• [SUPPLIED TEXT]
◆ ◆ ◆ ◆ ◆

Exploring Haskell: Recursive Functions

In Haskell recursion serves as the basic mechanism for looping.

Basic Concepts #

It is possible to define a function which can call itself. This is the basic principle behind recursion.

-- Without recursion
fac :: Int -> Int
fac n = product [1 .. n]

-- With recursion
fac :: Int -> Int
fac 0 = 1
fac n = n * fac (n - 1)

-- Which can be traced as:

fac 3 -- { applying fac }

3 * fac 2 -- { applying fac }

3 * (2 * fac 1) -- { applying fac }

3 * (2 * (1 * fac 0)) -- { applying fac }

3 * (2 * (1 * 1)) -- { applying * }

6

Same for the multiplication function, which can be defined via multiple additions.

(*) :: Int -> Int -> Int
m * 0 = 0
m * n = m + (m * (n - 1))

4 * 3 -- { applying * }

4 + (4 * 2) -- { applying * }

4 + (4 + (4 * 1)) -- { applying * }

4 + (4 + (4 + (4 * 0))) -- { applying * }

4 + (4 + (4 + 0)) -- { applying + }

12

Recursion on Lists #

Previously mentioned product function can be defined with recursion.

product :: Num a => [a] -> a
product [] = 1
product (n : ns) = n * product ns

product [2,3,4] -- { applying product }

2 * product [3,4] -- { applying product }

2 * (3 * product [4]) -- { applying product }

2 * (3 * (4 * product [])) -- { applying product }

2 * (3 * (4 * 1)) -- { applying * }

24

Function length can be defined in a similar way.

length :: [a] -> Int
length [] = 0
length (_ : xs) = 1 + length xs

Defining reverse can be done this way.

reverse :: [a] -> [a]
reverse [] = []
reverse (x : xs) = reverse xs ++ [x]

reverse [1,2,3] -- { applying reverse }

reverse [2,3] ++ [1] -- { applying reverse }

(reverse [3] ++ [2]) ++ [1] -- { applying reverse }

((reverse [] ++ [3]) ++ [2]) ++ [1] -- { applying reverse }

(([] ++ [3]) ++ [2]) ++ [1] -- { applying ++ }

[3,2,1]

And ++ operation.

◆ ◆ ◆ ◆ ◆

• [SUPPLIED RECORDS]
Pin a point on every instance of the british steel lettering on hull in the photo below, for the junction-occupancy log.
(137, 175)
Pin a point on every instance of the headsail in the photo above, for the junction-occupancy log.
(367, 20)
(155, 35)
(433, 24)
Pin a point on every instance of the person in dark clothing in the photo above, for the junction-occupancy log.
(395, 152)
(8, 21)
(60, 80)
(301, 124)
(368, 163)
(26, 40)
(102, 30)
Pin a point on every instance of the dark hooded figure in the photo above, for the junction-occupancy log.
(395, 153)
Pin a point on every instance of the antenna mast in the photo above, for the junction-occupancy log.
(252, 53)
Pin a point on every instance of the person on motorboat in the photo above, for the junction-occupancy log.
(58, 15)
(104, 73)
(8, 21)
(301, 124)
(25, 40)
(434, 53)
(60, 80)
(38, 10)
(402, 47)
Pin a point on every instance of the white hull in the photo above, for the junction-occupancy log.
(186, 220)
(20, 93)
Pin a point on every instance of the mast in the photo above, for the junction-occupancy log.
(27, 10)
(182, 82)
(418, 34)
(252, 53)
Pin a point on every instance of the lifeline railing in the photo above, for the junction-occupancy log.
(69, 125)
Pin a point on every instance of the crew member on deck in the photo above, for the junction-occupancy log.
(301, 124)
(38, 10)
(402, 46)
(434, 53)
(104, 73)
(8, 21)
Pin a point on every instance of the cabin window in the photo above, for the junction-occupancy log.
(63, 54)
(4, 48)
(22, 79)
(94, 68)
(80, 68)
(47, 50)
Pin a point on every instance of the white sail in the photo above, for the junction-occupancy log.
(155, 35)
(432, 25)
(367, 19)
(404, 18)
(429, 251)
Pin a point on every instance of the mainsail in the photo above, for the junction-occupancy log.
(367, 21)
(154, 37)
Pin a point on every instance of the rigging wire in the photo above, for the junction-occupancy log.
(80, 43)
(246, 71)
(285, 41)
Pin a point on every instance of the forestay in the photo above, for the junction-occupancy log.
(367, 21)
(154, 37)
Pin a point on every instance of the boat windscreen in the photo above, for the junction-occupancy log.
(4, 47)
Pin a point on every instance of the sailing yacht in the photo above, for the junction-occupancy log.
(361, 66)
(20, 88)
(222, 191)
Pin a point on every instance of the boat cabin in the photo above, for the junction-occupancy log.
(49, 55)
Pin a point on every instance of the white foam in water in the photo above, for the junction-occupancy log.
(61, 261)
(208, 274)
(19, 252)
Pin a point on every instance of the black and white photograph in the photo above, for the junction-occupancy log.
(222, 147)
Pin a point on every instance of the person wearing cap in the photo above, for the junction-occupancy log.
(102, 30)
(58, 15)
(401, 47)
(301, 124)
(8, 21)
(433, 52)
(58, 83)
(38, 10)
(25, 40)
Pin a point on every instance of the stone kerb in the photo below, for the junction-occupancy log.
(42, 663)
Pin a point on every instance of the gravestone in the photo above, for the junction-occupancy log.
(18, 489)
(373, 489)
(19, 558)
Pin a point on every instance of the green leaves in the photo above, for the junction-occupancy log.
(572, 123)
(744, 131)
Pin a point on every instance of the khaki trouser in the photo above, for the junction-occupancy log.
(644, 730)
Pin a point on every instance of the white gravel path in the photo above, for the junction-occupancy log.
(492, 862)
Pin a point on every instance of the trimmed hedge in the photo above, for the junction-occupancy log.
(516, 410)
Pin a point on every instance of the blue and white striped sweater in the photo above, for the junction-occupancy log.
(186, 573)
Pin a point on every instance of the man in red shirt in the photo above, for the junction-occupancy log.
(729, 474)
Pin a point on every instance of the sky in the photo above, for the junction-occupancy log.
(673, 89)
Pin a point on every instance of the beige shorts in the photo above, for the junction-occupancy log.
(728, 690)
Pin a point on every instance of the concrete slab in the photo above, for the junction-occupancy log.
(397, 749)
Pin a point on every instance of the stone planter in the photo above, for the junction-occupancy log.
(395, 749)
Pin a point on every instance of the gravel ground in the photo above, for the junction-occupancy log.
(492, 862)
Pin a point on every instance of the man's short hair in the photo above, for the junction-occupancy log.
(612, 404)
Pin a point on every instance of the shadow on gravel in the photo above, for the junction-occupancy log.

◆ ◆ ◆ ◆ ◆

• [PROBLEM SET]
1) Can you return the passage of the Haskell recursion page from "In Haskell recursion" to "fac (n - 1)"?
2) How would you put this sentence from the Haskell recursion page into Spanish: "It is possible to define a function which can call itself."
The entries after the Haskell recursion page aren't needed here.

• [EXERCISE RESULTS]
1)
In Haskell recursion serves as the basic mechanism for looping.

Basic Concepts #

It is possible to define a function which can call itself. This is the basic principle behind recursion.

-- Without recursion
fac :: Int -> Int
fac n = product [1 .. n]

-- With recursion
fac :: Int -> Int
fac 0 = 1
fac n = n * fac (n - 1)

2) Es posible definir una función que puede llamarse a sí misma.